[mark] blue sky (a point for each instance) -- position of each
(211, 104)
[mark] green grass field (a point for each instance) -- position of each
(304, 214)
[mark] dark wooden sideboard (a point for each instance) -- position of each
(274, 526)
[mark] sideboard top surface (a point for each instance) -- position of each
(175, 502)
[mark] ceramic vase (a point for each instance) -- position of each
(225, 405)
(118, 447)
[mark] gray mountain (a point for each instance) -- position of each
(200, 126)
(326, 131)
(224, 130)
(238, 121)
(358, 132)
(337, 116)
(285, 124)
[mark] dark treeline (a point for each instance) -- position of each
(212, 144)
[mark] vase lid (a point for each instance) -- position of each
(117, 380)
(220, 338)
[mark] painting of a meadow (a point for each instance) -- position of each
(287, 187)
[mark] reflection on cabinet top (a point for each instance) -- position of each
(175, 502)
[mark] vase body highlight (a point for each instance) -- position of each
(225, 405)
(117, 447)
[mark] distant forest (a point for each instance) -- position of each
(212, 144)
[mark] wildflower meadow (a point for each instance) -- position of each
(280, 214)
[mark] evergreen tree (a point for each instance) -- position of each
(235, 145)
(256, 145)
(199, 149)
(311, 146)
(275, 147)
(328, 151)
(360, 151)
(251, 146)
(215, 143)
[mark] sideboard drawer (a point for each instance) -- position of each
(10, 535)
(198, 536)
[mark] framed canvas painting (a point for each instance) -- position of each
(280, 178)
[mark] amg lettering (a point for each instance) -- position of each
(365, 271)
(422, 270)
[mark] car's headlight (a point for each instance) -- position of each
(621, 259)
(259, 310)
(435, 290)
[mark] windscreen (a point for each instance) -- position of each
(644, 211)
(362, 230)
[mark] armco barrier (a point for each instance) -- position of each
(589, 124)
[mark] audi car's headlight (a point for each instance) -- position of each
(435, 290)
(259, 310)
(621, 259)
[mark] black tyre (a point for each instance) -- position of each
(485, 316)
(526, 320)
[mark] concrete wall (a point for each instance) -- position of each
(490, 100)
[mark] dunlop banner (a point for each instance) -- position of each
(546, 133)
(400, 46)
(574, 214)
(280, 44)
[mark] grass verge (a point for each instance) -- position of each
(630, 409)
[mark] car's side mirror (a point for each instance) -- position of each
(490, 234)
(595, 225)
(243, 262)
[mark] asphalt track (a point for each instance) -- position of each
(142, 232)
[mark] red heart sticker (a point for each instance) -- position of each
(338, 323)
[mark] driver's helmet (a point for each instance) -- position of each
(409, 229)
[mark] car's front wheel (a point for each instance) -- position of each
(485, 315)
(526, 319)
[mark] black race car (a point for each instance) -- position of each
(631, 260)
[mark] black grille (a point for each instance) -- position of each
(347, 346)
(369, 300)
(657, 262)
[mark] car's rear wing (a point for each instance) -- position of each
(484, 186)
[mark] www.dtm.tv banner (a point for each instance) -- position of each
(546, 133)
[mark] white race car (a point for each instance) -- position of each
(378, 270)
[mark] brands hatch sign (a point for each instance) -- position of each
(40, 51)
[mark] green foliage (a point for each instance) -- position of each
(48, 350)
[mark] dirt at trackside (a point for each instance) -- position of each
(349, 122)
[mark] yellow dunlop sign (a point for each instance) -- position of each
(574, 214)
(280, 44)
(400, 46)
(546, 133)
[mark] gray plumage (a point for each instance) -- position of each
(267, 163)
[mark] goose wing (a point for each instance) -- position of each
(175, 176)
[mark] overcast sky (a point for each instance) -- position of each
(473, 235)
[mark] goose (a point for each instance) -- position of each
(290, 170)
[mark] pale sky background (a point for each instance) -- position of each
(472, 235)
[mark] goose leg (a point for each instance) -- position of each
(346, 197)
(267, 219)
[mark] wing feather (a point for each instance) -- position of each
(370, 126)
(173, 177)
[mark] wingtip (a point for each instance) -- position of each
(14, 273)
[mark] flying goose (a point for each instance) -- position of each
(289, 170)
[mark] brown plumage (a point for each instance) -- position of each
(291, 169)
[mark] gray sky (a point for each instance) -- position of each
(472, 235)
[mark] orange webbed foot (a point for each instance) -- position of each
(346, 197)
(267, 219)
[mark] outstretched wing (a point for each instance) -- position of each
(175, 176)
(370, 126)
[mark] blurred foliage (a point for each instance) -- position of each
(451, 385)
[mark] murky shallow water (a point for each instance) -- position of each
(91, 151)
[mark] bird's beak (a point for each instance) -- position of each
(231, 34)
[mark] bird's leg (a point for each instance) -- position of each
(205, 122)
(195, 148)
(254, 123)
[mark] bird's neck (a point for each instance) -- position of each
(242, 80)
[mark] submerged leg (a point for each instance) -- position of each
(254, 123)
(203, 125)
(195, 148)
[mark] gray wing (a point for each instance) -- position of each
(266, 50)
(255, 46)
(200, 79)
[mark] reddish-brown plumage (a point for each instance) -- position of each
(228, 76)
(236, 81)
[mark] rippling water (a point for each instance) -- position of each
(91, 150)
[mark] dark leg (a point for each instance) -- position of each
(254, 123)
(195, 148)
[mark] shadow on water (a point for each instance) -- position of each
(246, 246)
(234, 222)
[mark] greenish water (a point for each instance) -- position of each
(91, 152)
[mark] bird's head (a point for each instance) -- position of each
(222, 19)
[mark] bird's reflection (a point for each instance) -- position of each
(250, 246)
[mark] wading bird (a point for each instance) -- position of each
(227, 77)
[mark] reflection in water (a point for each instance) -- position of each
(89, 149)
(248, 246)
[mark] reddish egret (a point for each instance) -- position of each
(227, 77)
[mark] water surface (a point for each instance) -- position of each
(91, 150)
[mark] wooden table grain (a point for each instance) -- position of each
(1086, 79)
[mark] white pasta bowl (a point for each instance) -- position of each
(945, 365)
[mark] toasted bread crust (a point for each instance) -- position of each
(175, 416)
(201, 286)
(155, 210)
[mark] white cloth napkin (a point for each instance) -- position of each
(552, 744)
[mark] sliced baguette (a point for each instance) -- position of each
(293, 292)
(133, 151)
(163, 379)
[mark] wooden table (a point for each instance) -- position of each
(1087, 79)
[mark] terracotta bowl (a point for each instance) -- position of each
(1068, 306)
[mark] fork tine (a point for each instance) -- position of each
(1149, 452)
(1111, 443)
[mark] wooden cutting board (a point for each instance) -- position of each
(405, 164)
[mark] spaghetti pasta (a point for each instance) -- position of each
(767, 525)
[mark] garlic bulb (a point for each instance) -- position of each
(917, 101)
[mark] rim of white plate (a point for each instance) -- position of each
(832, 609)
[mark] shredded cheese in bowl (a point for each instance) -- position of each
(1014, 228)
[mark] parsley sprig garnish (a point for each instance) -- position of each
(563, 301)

::::::::::

_What to do:_
Return the line that contains "[mark] reddish egret" and all lines after it, verbatim, and nothing else.

_Finished exercise:_
[mark] reddish egret (a point for each instance) -- position of each
(227, 77)
[mark] water surface (a point for each instance) -- position of each
(91, 150)
[mark] wooden table grain (a point for each instance) -- position of each
(1086, 79)
[mark] white pasta bowl (a point for each instance) -- position of each
(945, 365)
[mark] toasted bread crust (a point for each instance) -- position of each
(175, 416)
(201, 286)
(155, 210)
[mark] white cloth napkin (a point for each instance) -- position of each
(552, 744)
[mark] sliced baguette (a point for each instance) -- position of each
(293, 292)
(133, 151)
(163, 379)
[mark] wooden table (a point for each instance) -- position of each
(1087, 79)
[mark] terracotta bowl (a point for each instance) -- position of each
(1068, 306)
[mark] fork tine (a point for each instance) -- position of each
(1149, 452)
(1111, 443)
[mark] wooden cutting board (a point for each instance) -- position of each
(405, 164)
[mark] spaghetti pasta (a point for each instance) -- position of each
(767, 525)
[mark] garlic bulb (a point for each instance) -- position of each
(917, 101)
[mark] rim of white plate (a point for each instance) -- position of each
(832, 609)
[mark] shredded cheese in bowl (a point for each instance) -- position of each
(1014, 228)
[mark] parsley sprig garnish (a point for each instance) -- position of each
(563, 301)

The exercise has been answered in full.